** What you are asked to do **
Present the lines below as a numbered list, skipping blank lines and leaving the pictures out.
** Start Listed entries **
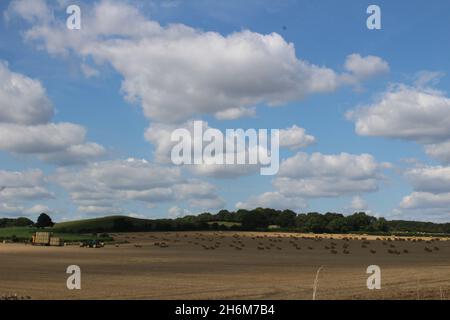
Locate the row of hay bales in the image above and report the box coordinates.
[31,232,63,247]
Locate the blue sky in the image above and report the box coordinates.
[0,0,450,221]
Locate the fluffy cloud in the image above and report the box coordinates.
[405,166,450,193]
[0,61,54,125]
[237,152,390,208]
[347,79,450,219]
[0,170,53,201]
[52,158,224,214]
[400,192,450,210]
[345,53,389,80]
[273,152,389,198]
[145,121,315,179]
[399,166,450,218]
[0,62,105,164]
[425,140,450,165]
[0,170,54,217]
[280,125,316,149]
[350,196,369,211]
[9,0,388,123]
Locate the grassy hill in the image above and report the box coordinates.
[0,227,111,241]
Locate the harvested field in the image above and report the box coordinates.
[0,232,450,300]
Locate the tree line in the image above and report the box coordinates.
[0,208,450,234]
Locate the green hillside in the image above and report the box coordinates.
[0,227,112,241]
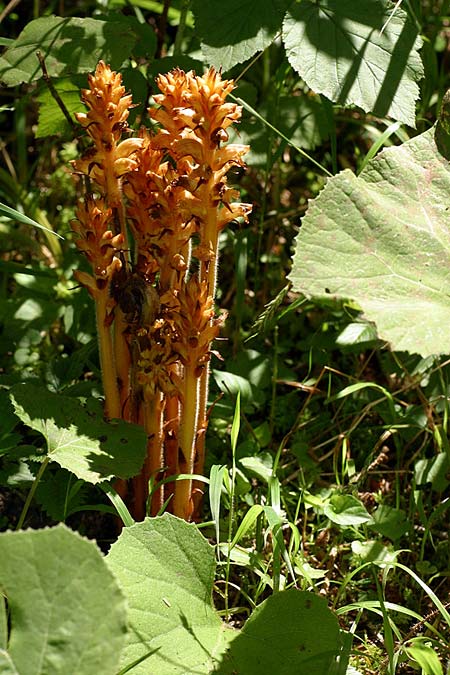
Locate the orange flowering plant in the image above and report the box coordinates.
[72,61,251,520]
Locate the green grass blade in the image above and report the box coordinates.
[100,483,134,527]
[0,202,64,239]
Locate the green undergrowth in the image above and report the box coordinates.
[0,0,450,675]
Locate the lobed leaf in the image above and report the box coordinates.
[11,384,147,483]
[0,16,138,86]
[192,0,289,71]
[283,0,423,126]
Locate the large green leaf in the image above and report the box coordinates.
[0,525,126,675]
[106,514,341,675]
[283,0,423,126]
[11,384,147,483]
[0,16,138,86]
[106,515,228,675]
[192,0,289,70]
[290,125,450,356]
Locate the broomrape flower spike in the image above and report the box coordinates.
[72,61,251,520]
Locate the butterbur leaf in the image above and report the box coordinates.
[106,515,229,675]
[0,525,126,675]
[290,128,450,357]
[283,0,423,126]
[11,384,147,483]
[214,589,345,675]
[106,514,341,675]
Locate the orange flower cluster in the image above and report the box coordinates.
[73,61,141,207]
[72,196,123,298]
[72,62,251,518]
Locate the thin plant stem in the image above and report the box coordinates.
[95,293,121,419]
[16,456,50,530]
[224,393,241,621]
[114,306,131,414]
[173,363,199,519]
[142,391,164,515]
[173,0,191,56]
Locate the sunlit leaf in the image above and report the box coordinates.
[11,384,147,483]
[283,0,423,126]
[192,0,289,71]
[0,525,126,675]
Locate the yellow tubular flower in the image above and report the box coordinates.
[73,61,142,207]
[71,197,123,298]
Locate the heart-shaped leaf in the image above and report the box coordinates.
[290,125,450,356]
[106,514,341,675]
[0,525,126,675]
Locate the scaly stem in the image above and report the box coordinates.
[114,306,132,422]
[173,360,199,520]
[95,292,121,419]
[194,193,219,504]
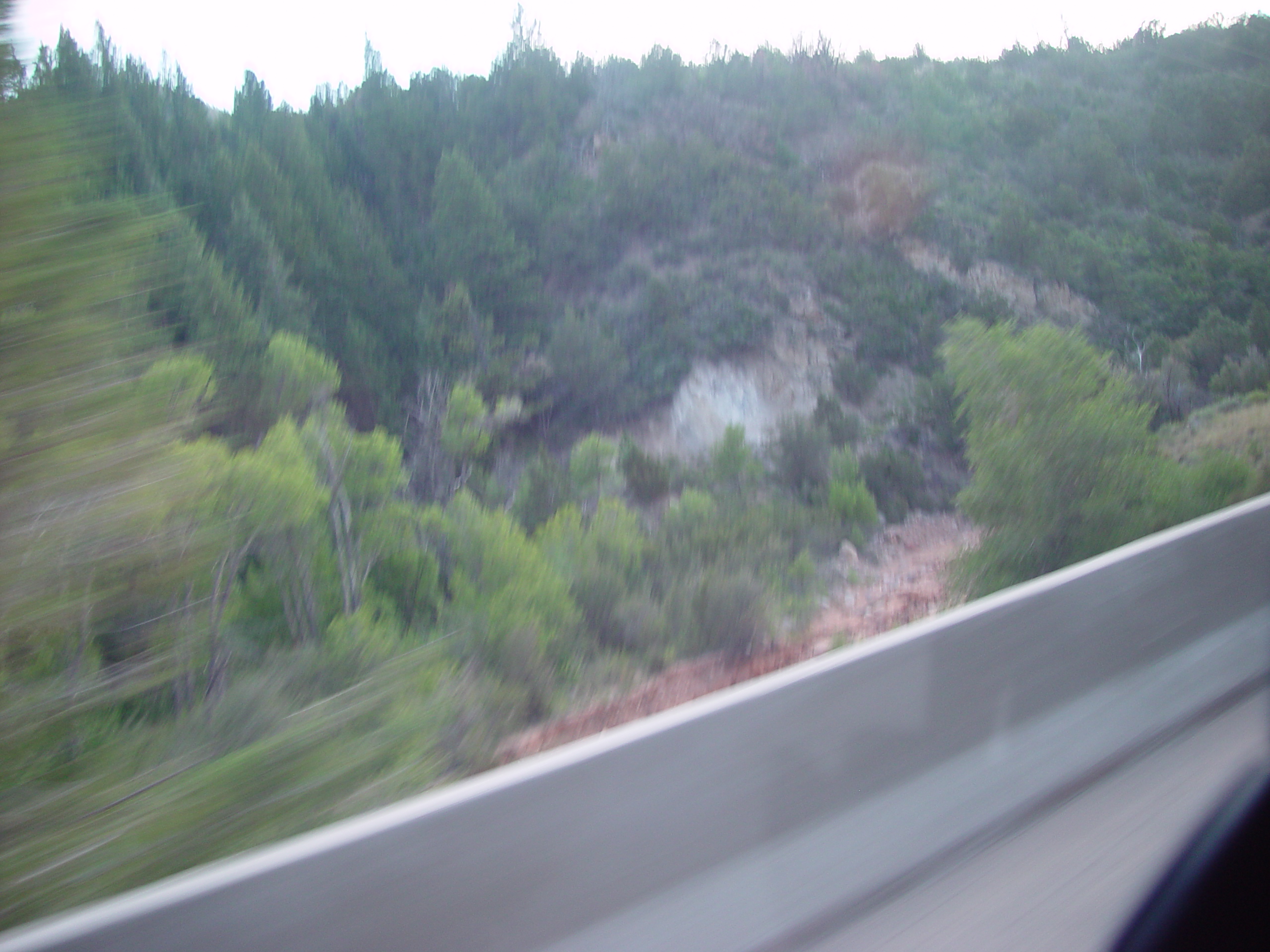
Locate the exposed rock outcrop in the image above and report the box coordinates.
** End Listed entries **
** Solution to this problem **
1. Locate the row of hay bales in the image above and report the box coordinates.
2. [31,232,63,247]
3. Locate the blue sky in the image above and report the box coordinates.
4. [0,0,450,221]
5. Locate the fluffy cloud in the image above and report the box coordinates.
6. [405,166,450,193]
7. [0,61,54,125]
8. [237,152,390,208]
9. [347,79,450,219]
10. [0,170,53,201]
11. [52,158,224,214]
12. [400,192,450,210]
13. [345,53,389,80]
14. [273,152,389,198]
15. [145,121,315,179]
16. [399,166,450,218]
17. [0,62,105,164]
18. [425,140,450,165]
19. [0,170,54,217]
20. [280,125,316,149]
21. [350,196,369,211]
22. [9,0,388,123]
23. Locate the grassy hill in the image above and report the box coordinates.
24. [0,227,111,241]
25. Locate the harvested field in the image above and report the box coordinates.
26. [0,232,450,300]
27. Locate the tree line in the image above and report the box coordinates.
28. [0,208,450,234]
29. Locate the green hillside in the image above and report the box coordinates.
30. [0,227,112,241]
31. Locate the orange flowering plant in the image above and report the box coordinates.
32. [72,61,251,520]
33. Locate the green grass blade in the image above and report the box coordinates.
34. [100,483,134,527]
35. [0,202,64,239]
36. Locate the green undergrowth in the image above and report the box coordinates.
37. [0,0,450,675]
38. Locate the lobed leaf in the image above and report the box coordinates.
39. [11,384,147,483]
40. [0,16,138,86]
41. [192,0,289,71]
42. [283,0,423,126]
43. Locate the large green leaf in the image above and report the box coordinates.
44. [0,525,126,675]
45. [106,514,341,675]
46. [283,0,423,126]
47. [11,384,147,483]
48. [0,16,138,86]
49. [106,515,228,675]
50. [192,0,289,70]
51. [290,125,450,356]
52. Locate the broomrape flower spike in the image above and report the box coordinates.
53. [72,61,251,520]
54. Locate the butterbur leaf in the image above and report the box coordinates.
55. [106,515,229,675]
56. [0,525,126,675]
57. [290,128,450,357]
58. [283,0,423,126]
59. [11,384,147,483]
60. [214,589,345,675]
61. [106,514,341,675]
62. Locate the orange flower cluster in the image above and report the box coordinates.
63. [73,61,141,207]
64. [72,196,123,298]
65. [72,62,251,518]
66. Locate the thin plant stem in the image above and report the box coordinates.
67. [95,293,121,419]
68. [16,456,50,530]
69. [224,393,241,621]
70. [114,306,131,414]
71. [173,363,199,519]
72. [142,391,164,515]
73. [173,0,191,56]
74. Locate the sunlit leaf in the image above and report the box coordinates.
75. [11,384,147,483]
76. [283,0,423,126]
77. [192,0,289,71]
78. [0,525,126,675]
79. Locate the yellow tubular flower in the image above and report the box coordinates.
80. [73,61,142,207]
81. [71,197,123,298]
82. Locate the heart-shaped leaf in the image above and report the box coordinates.
83. [290,125,450,356]
84. [106,514,341,675]
85. [0,525,126,675]
86. Locate the scaly stem in the image above and report the box coordinates.
87. [114,306,132,422]
88. [173,360,199,520]
89. [95,292,121,419]
90. [194,193,219,504]
91. Locate the exposed rock outcrop in the image above and report the box coordinates.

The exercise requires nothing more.